** Your task **
Show each line in the records below that contains the word "rock" and treat uppercase and lowercase letters as different.

** The records **

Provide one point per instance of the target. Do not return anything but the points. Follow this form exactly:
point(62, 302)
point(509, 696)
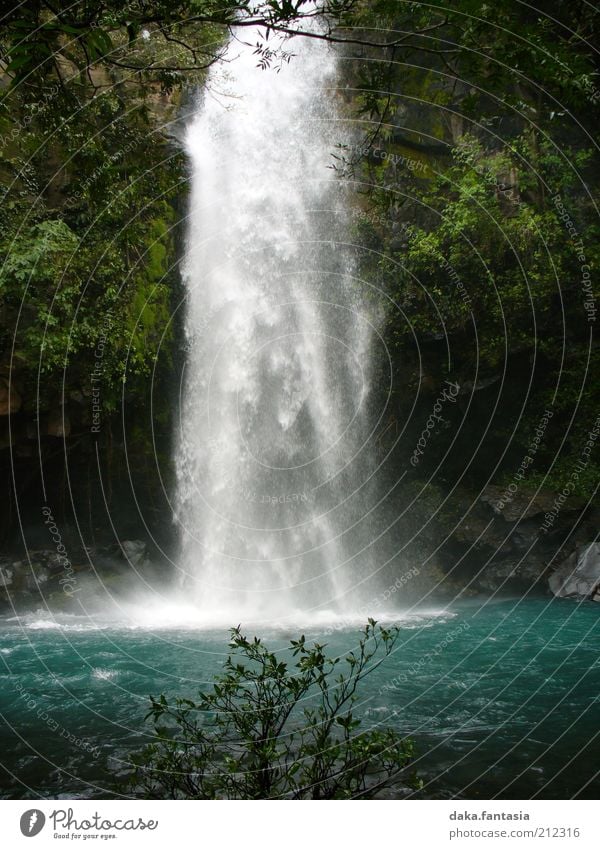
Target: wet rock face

* * *

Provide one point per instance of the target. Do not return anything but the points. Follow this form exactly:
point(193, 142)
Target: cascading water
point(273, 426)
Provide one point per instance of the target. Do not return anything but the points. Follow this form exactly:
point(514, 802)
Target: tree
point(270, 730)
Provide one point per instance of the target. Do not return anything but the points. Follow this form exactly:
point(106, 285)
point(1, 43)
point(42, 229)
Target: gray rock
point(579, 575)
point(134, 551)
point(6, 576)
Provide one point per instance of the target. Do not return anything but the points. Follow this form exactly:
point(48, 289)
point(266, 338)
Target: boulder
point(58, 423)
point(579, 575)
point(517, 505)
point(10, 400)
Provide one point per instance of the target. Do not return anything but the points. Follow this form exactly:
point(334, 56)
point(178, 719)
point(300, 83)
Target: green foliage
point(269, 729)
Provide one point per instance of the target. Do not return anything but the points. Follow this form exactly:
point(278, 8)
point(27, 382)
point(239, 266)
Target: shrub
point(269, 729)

---

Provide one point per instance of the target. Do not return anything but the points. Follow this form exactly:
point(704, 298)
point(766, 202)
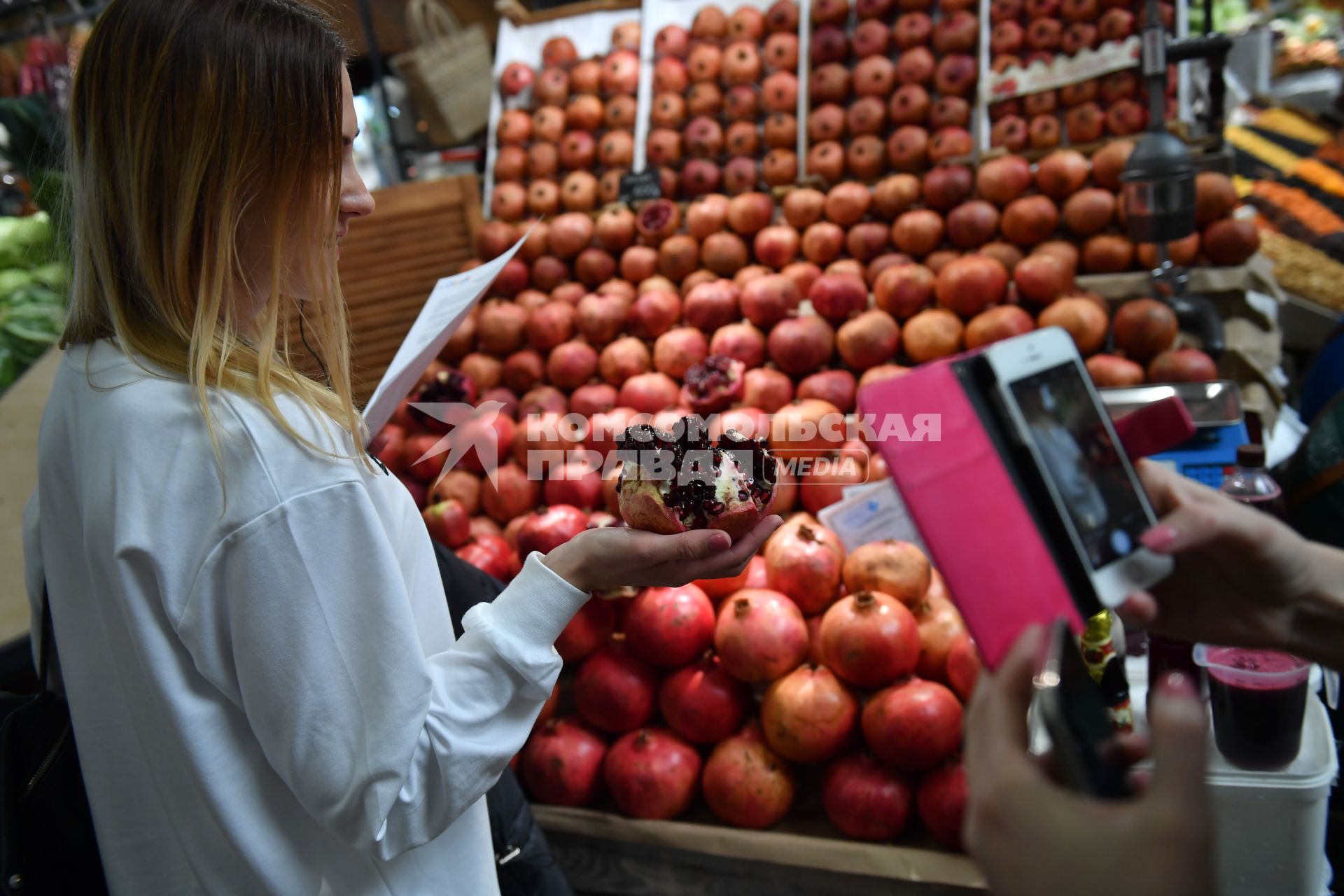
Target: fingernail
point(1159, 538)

** Result **
Target: wet rock face
Target: gray rock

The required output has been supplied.